• _What is being asked_:
Find the word "furrowed" below. Copy each line that has it.

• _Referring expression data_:

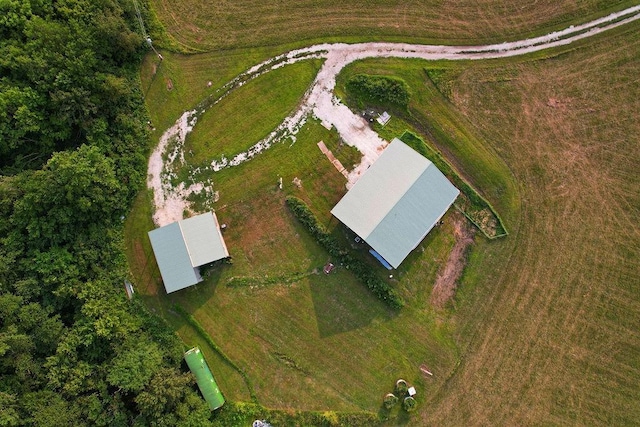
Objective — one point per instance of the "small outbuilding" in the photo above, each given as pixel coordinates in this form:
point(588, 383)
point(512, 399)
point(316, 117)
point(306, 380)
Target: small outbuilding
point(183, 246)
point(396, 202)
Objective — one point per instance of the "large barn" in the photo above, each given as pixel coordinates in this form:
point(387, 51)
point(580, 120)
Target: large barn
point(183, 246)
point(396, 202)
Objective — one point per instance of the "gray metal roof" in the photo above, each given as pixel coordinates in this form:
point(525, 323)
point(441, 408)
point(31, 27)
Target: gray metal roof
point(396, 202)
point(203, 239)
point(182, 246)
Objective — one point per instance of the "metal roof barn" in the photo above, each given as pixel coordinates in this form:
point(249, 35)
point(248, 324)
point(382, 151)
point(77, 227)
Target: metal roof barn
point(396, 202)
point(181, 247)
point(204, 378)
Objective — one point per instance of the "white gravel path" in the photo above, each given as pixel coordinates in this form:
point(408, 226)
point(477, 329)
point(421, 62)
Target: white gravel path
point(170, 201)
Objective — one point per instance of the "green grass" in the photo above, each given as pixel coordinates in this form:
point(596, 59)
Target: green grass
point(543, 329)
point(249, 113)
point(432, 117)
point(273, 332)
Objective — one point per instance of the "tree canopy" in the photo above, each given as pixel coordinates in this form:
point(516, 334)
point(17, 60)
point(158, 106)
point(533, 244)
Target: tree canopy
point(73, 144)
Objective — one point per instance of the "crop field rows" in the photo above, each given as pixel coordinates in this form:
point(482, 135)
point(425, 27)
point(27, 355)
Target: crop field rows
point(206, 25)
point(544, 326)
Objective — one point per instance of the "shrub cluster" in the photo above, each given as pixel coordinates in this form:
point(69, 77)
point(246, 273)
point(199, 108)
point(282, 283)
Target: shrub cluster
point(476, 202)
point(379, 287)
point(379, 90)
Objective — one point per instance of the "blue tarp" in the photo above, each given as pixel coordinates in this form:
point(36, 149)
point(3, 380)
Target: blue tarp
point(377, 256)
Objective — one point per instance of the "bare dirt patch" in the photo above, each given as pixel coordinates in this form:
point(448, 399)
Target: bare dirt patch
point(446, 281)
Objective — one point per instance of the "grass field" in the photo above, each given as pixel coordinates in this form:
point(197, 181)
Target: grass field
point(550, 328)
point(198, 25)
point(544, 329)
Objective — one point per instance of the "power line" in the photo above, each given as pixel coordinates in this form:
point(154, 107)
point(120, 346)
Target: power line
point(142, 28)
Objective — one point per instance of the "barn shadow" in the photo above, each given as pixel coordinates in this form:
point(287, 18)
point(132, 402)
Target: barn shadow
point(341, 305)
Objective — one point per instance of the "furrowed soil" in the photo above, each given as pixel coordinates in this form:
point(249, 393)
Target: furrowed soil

• _Answer for the task_:
Objective — one point per instance of the "furrowed soil" in the photo above, each given as pixel coordinates in this form:
Target: furrowed soil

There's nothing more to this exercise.